*Data for processing:*
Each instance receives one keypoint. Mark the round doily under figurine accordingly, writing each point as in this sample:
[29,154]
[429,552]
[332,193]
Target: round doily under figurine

*Description of the task:* Write down all the entries again without a single difference.

*Reply:*
Each instance receives one keypoint. Mark the round doily under figurine accordingly, writing each point as in this sample:
[29,154]
[429,552]
[332,193]
Target: round doily under figurine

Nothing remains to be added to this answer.